▶ Source:

◇ ◇ ◇ ◇ ◇

Member of the Queensland Legislative Assembly for Macalister
- Incumbent
- Assumed office 25 November 2017
- Preceded by: New seat

Personal details
- Born: 15 May 1976 (age 49) Brisbane, Queensland
- Party: Labor
- Children: 3
- Alma mater: Griffith University Charles Sturt University
- Occupation: Police officer Army officer
- Website: www.melissamcmahon.com.au

Military service
- Allegiance: Australia
- Branch/service: Australian Army
- Years of service: 1994–2017
- Rank: Major
- Battles/wars: Operation Astute

= Melissa McMahon =

Australian politician

Melissa Fay McMahon (born 15 May 1976) is an Australian politician. She has been the Labor member for Macalister in the Queensland Legislative Assembly since 2017. She is a member of the Parliamentary Crime and Corruption Committee (PCCC) and the Legal Affairs and Community Safety Committee (LACSC) of the Queensland Parliament.

==Career==

Prior to her election to the Queensland Parliament, McMahon was a major in the Australian Army working in CIMIC, military police, information operations and career management. She served overseas in Timor-Leste in 2008 and 2011. She was also a senior sergeant in the Queensland Police Service, having worked on the Gold Coast, Logan and Brisbane.

◇ ◇ ◇ ◇ ◇

▶ Information provided:

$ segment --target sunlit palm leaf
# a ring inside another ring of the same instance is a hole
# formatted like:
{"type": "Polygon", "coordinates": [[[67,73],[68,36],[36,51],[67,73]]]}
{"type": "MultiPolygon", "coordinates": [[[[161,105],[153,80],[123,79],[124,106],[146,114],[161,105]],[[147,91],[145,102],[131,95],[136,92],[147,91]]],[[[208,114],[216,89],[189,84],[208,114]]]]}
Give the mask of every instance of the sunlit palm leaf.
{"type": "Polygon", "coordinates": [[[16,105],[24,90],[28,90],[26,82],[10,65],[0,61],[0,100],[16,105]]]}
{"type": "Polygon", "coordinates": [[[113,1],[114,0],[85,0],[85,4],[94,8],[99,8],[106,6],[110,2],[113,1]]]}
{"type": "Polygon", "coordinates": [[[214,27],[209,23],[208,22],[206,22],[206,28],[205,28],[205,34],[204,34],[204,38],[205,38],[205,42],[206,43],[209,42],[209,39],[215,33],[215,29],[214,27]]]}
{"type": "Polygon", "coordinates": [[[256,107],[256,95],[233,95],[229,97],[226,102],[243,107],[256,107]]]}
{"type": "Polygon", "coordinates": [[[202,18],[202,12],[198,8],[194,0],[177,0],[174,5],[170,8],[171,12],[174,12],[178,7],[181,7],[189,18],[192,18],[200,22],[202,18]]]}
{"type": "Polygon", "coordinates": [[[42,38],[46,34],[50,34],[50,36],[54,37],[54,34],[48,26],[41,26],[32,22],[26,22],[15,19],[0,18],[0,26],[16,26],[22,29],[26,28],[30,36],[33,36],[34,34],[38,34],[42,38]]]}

◇ ◇ ◇ ◇ ◇

▶ What you will do:
Where the article on Melissa McMahon stops, can you resume it? The records were taken from a different source than the text.

▶ Response to the exercise:
McMahon has bachelor's degrees in behavioural science, policing and secondary education with a diploma of public safety and qualifications in training and education.

In the 2015 Queensland state election she ran in the seat of Albert, gaining a two-party-preferred swing of 10%, but lost to incumbent Mark Boothman.

==Personal life==
McMahon was the President of the Beenleigh Neighbourhood Centre but, as of 2026, is the Vice President. She has three children.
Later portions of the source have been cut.